## What is expected
Gather every line of the records that contains the string "fireplace", and copy each one out.

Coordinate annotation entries

━━━━━━━━━━

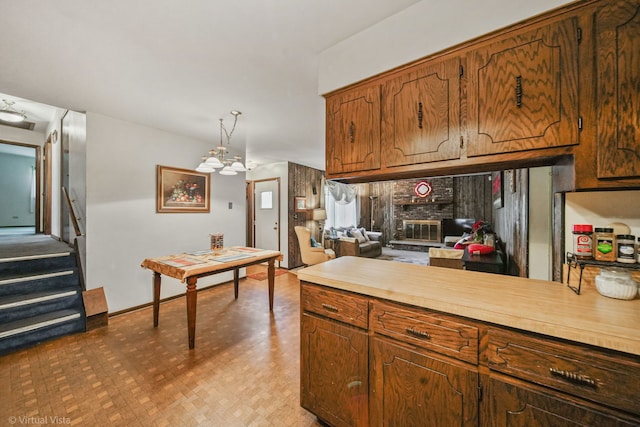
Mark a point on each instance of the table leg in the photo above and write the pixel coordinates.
(236, 280)
(271, 274)
(192, 297)
(156, 298)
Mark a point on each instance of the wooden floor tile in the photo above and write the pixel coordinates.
(244, 370)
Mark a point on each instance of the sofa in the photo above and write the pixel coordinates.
(352, 241)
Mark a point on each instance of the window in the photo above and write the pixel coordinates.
(338, 214)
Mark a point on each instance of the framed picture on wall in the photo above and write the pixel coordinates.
(181, 190)
(497, 189)
(300, 204)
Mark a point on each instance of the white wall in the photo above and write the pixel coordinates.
(16, 179)
(277, 170)
(56, 153)
(123, 227)
(540, 223)
(418, 31)
(600, 209)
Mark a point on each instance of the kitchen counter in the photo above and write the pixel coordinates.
(539, 306)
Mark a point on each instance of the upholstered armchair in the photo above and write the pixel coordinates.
(311, 255)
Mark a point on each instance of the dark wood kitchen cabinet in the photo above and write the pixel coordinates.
(413, 387)
(541, 382)
(523, 90)
(334, 356)
(421, 114)
(353, 131)
(616, 32)
(371, 361)
(518, 404)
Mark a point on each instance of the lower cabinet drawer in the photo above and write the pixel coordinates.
(347, 308)
(432, 331)
(580, 371)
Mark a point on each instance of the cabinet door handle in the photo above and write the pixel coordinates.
(519, 91)
(573, 377)
(417, 333)
(330, 307)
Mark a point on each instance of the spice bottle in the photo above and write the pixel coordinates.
(626, 248)
(583, 241)
(604, 247)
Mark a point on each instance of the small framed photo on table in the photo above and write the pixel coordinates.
(300, 204)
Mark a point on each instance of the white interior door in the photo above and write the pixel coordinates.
(267, 214)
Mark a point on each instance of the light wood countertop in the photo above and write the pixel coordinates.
(539, 306)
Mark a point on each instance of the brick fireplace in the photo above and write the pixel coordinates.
(423, 230)
(425, 214)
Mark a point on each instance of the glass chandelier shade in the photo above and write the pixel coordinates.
(9, 114)
(218, 157)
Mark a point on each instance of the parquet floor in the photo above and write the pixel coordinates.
(244, 370)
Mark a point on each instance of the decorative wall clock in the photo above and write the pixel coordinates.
(422, 189)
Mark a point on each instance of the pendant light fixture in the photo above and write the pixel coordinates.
(9, 114)
(218, 156)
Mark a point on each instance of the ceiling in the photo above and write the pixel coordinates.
(180, 66)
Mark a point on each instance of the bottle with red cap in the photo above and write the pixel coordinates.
(583, 241)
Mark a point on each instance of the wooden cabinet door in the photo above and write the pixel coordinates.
(411, 388)
(421, 114)
(523, 91)
(617, 63)
(515, 404)
(353, 131)
(334, 366)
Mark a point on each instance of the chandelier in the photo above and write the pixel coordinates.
(9, 114)
(219, 157)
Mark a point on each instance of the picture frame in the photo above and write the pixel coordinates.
(300, 204)
(182, 190)
(497, 189)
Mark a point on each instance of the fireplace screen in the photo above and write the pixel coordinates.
(424, 230)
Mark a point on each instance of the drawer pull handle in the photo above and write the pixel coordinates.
(329, 307)
(418, 333)
(573, 377)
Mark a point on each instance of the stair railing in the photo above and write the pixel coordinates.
(78, 242)
(74, 217)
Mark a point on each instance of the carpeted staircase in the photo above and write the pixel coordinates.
(40, 299)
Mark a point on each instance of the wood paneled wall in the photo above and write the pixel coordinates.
(471, 199)
(303, 182)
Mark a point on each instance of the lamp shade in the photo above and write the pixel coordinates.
(227, 170)
(319, 214)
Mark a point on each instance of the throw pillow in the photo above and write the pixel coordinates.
(315, 244)
(364, 233)
(358, 235)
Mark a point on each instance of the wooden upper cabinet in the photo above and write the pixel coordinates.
(617, 66)
(523, 90)
(353, 131)
(421, 114)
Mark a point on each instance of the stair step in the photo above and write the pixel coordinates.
(36, 264)
(32, 257)
(37, 322)
(30, 277)
(34, 298)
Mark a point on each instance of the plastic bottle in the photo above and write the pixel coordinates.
(626, 248)
(604, 247)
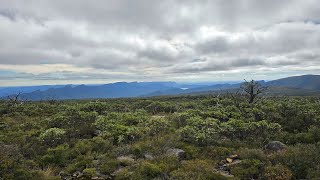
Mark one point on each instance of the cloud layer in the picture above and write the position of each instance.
(79, 41)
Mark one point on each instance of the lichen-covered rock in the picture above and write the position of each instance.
(125, 160)
(179, 153)
(148, 156)
(275, 146)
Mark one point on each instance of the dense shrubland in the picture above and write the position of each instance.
(219, 138)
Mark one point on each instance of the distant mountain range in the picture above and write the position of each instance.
(306, 85)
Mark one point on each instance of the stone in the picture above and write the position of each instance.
(179, 153)
(125, 160)
(148, 156)
(229, 160)
(275, 146)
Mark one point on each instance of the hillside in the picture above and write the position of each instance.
(293, 86)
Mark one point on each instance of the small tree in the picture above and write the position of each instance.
(252, 89)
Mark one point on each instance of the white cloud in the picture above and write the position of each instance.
(157, 40)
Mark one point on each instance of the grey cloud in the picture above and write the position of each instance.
(160, 37)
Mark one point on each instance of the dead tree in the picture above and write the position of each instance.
(252, 89)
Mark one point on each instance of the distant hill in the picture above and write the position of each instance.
(5, 91)
(306, 85)
(113, 90)
(311, 82)
(292, 86)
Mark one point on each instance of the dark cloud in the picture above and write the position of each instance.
(158, 39)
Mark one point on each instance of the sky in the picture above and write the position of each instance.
(103, 41)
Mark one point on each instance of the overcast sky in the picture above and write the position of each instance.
(101, 41)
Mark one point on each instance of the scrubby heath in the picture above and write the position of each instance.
(183, 137)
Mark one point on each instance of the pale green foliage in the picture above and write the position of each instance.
(53, 136)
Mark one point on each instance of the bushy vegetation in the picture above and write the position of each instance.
(183, 137)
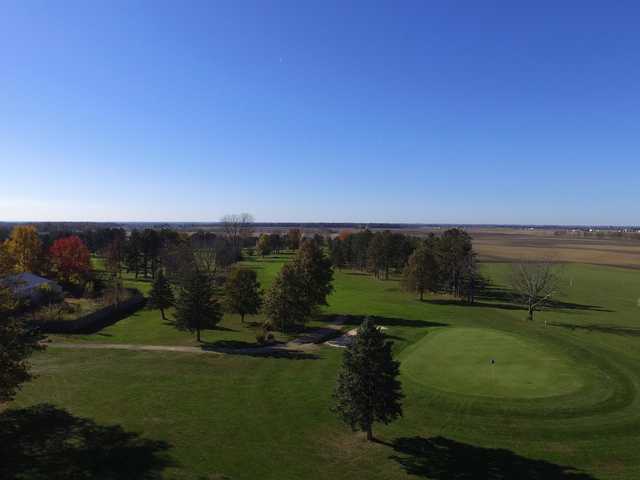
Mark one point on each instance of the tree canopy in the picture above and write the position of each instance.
(17, 342)
(242, 292)
(197, 308)
(367, 389)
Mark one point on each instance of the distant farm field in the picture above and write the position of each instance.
(561, 401)
(510, 245)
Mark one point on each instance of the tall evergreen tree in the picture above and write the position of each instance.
(421, 272)
(161, 295)
(316, 270)
(197, 308)
(264, 245)
(17, 342)
(300, 287)
(286, 302)
(242, 292)
(368, 389)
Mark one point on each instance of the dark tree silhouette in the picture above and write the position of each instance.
(368, 389)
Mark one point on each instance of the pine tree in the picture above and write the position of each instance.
(17, 342)
(286, 302)
(161, 295)
(316, 270)
(421, 272)
(197, 308)
(300, 287)
(368, 389)
(242, 292)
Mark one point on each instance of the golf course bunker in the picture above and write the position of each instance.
(490, 363)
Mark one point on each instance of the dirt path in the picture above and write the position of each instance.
(301, 347)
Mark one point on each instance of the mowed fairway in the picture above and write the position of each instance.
(560, 403)
(473, 361)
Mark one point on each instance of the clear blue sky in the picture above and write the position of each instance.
(469, 112)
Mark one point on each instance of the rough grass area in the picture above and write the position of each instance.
(242, 417)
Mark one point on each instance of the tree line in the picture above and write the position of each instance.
(444, 263)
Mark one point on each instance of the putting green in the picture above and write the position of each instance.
(459, 360)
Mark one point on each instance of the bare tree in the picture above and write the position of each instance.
(535, 284)
(236, 227)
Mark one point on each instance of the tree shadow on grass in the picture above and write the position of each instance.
(503, 299)
(611, 329)
(440, 458)
(248, 349)
(45, 442)
(382, 321)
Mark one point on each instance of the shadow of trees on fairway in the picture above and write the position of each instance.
(611, 329)
(440, 458)
(45, 442)
(356, 320)
(247, 349)
(504, 299)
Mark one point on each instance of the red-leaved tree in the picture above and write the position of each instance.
(71, 258)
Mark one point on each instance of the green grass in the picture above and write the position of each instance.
(571, 401)
(146, 327)
(475, 361)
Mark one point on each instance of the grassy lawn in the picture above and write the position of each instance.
(563, 395)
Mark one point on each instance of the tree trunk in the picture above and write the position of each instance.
(369, 433)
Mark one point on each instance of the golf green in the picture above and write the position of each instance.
(490, 363)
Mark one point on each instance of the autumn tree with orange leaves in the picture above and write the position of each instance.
(70, 259)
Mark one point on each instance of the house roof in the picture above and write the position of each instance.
(25, 281)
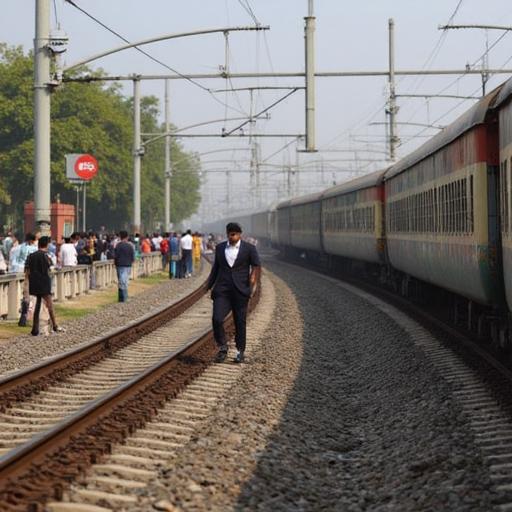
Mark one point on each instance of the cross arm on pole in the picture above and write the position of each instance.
(160, 38)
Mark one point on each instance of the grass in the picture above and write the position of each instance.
(85, 305)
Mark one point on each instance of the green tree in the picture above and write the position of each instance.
(86, 118)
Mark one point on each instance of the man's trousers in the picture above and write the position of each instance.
(223, 304)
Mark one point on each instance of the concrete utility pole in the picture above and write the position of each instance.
(168, 169)
(392, 108)
(310, 78)
(42, 117)
(137, 155)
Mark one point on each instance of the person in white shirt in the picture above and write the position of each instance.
(186, 251)
(27, 247)
(156, 241)
(67, 254)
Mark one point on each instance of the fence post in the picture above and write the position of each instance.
(14, 299)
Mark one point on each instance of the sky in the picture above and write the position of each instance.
(350, 111)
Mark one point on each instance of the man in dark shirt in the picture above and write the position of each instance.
(37, 271)
(124, 255)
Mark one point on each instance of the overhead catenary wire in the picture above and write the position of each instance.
(247, 7)
(148, 55)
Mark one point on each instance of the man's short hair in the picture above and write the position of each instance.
(43, 242)
(233, 227)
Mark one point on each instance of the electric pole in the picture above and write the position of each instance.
(137, 155)
(168, 168)
(42, 117)
(392, 108)
(310, 78)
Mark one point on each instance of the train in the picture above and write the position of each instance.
(438, 221)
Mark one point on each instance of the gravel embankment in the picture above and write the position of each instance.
(337, 411)
(26, 350)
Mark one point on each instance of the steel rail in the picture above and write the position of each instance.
(19, 465)
(20, 458)
(31, 379)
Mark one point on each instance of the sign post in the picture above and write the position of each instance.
(81, 168)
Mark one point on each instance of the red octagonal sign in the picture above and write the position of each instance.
(86, 166)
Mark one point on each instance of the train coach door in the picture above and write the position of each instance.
(496, 188)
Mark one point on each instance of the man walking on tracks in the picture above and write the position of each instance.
(232, 280)
(124, 256)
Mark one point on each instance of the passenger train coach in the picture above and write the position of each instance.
(438, 221)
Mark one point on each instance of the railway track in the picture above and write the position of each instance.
(64, 414)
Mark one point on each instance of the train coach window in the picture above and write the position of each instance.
(471, 205)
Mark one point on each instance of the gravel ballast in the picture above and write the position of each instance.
(337, 410)
(27, 350)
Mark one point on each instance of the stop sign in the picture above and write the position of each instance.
(86, 167)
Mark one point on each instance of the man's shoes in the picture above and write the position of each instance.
(221, 355)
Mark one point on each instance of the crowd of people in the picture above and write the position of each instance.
(36, 255)
(181, 252)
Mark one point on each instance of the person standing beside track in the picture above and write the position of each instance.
(232, 281)
(124, 256)
(37, 270)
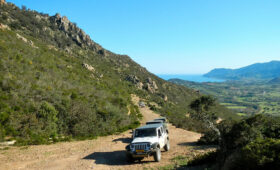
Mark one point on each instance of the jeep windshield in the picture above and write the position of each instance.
(145, 132)
(156, 122)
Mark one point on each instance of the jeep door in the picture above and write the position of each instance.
(161, 138)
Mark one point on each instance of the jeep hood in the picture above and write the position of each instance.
(151, 139)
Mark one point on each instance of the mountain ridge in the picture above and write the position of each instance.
(55, 82)
(268, 70)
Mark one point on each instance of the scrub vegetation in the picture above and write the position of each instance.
(57, 84)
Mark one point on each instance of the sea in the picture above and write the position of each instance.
(190, 77)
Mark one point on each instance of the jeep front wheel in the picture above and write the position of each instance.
(157, 155)
(129, 158)
(167, 146)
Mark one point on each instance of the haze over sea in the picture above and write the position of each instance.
(190, 77)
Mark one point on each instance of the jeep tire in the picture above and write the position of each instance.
(167, 146)
(129, 158)
(157, 155)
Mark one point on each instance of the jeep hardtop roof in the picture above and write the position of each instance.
(161, 118)
(155, 121)
(150, 126)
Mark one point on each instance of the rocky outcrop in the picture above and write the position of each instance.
(150, 85)
(77, 34)
(2, 2)
(135, 80)
(26, 40)
(3, 27)
(89, 67)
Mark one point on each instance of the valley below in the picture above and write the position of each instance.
(244, 97)
(102, 153)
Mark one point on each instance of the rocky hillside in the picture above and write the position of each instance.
(56, 83)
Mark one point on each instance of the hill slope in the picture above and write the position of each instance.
(56, 83)
(255, 71)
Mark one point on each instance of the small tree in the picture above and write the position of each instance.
(201, 108)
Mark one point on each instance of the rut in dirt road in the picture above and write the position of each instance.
(103, 153)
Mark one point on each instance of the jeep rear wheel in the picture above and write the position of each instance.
(167, 146)
(157, 155)
(129, 158)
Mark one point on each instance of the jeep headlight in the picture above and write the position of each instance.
(148, 146)
(131, 146)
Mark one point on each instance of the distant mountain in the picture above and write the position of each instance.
(275, 81)
(267, 70)
(55, 81)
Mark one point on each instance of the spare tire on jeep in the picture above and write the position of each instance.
(157, 155)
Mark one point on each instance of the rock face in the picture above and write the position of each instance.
(89, 67)
(77, 34)
(26, 40)
(2, 2)
(150, 85)
(135, 80)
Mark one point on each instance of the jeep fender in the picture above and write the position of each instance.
(155, 145)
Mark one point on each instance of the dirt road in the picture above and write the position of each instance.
(103, 153)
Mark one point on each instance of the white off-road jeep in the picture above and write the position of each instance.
(147, 141)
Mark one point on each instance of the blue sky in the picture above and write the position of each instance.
(177, 36)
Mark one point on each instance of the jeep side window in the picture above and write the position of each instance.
(159, 133)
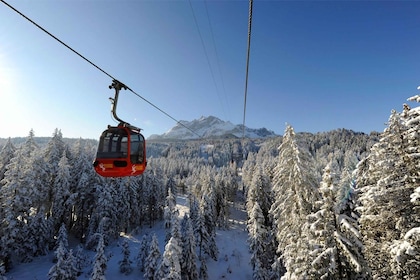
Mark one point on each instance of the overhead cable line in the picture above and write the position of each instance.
(207, 56)
(97, 67)
(217, 57)
(247, 65)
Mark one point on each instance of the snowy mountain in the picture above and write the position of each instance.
(211, 127)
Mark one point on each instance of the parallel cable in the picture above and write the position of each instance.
(217, 56)
(247, 65)
(207, 56)
(97, 67)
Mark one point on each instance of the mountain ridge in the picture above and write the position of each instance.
(210, 127)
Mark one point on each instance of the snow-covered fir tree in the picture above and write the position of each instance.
(405, 251)
(189, 254)
(65, 267)
(152, 260)
(6, 154)
(208, 228)
(203, 271)
(125, 263)
(100, 263)
(322, 234)
(143, 252)
(170, 267)
(60, 208)
(295, 194)
(386, 182)
(257, 241)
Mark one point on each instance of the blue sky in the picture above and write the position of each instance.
(316, 65)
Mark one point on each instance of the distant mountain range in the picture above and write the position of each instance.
(210, 127)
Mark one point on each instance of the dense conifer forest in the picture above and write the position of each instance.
(330, 205)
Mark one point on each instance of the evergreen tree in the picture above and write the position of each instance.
(405, 251)
(257, 243)
(6, 155)
(260, 192)
(325, 263)
(203, 272)
(100, 263)
(65, 267)
(208, 230)
(125, 263)
(385, 186)
(152, 260)
(60, 208)
(295, 193)
(169, 267)
(143, 252)
(189, 255)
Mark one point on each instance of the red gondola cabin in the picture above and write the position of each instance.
(121, 152)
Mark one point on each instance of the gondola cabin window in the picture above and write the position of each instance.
(121, 152)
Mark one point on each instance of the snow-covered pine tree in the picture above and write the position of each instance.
(203, 272)
(100, 263)
(385, 185)
(260, 191)
(208, 230)
(257, 243)
(105, 215)
(322, 234)
(152, 260)
(6, 154)
(169, 213)
(405, 251)
(60, 210)
(21, 193)
(125, 263)
(65, 267)
(189, 254)
(348, 236)
(295, 193)
(143, 252)
(170, 267)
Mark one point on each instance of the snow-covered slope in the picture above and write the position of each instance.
(211, 127)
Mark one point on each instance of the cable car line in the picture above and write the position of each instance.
(97, 67)
(217, 58)
(207, 56)
(247, 65)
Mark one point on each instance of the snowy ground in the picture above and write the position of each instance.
(233, 262)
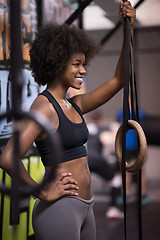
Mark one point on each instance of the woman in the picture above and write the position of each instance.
(59, 54)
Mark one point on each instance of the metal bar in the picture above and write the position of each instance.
(78, 12)
(108, 35)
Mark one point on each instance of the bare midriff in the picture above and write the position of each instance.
(80, 173)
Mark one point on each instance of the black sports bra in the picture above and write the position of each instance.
(73, 135)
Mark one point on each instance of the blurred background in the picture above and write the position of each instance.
(100, 20)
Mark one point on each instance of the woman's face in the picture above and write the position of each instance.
(75, 69)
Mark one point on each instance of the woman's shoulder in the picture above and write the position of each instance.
(43, 106)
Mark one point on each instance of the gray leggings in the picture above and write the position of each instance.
(69, 218)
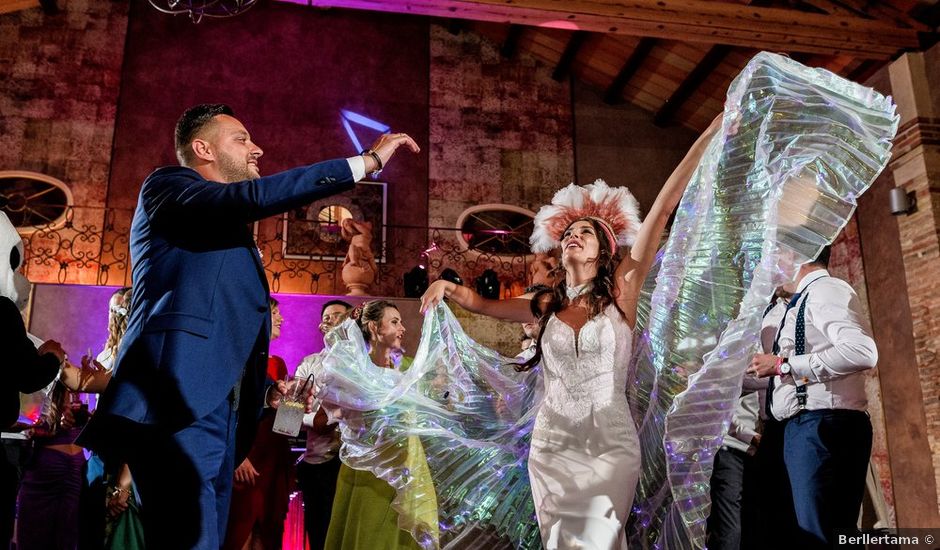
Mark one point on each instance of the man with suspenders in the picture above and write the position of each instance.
(817, 404)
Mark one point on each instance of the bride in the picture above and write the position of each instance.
(584, 460)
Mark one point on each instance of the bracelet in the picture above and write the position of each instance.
(375, 156)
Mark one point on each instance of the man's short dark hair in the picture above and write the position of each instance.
(191, 123)
(346, 305)
(823, 257)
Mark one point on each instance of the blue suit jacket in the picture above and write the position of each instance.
(200, 320)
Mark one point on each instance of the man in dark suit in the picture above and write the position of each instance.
(190, 371)
(26, 368)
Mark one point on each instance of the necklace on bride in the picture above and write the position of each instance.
(574, 291)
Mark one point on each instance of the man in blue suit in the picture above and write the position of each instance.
(189, 379)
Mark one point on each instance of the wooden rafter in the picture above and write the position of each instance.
(563, 68)
(511, 42)
(709, 63)
(615, 91)
(712, 22)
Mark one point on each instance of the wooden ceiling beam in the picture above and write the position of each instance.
(705, 67)
(511, 42)
(563, 68)
(7, 6)
(701, 21)
(639, 54)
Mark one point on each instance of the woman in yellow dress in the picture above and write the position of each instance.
(368, 513)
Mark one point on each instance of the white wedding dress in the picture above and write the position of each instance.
(584, 461)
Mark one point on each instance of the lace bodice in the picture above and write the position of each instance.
(587, 375)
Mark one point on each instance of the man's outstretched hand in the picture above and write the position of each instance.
(386, 146)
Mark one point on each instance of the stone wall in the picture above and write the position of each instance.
(59, 81)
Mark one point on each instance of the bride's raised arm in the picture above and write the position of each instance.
(514, 309)
(633, 268)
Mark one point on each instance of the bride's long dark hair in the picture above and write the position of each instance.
(552, 300)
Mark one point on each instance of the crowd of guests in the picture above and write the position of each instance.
(759, 473)
(185, 452)
(95, 501)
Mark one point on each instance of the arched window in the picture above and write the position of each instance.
(32, 200)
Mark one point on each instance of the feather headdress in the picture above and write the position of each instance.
(615, 207)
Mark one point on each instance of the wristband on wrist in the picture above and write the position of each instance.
(375, 156)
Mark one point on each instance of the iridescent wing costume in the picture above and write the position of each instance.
(460, 405)
(763, 201)
(797, 147)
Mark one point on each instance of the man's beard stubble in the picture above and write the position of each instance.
(233, 170)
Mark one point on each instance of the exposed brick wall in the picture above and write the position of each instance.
(918, 171)
(501, 132)
(846, 264)
(59, 80)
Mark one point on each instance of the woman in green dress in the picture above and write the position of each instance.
(368, 513)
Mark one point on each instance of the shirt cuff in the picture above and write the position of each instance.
(358, 166)
(800, 367)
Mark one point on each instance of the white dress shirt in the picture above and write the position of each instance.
(743, 425)
(839, 347)
(320, 447)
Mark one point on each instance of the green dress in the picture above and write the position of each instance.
(363, 517)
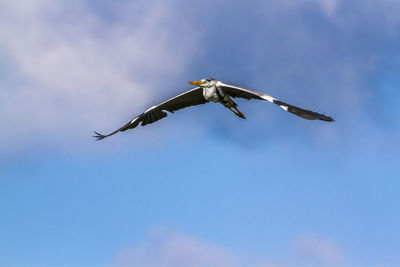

━━━━━━━━━━

## Solution to this exercise
Mark a point on each instance of the brick fireplace in the photo above and write the pixel coordinates.
Mark a point on each instance of the fireplace screen in the photo above and write the pixel coordinates.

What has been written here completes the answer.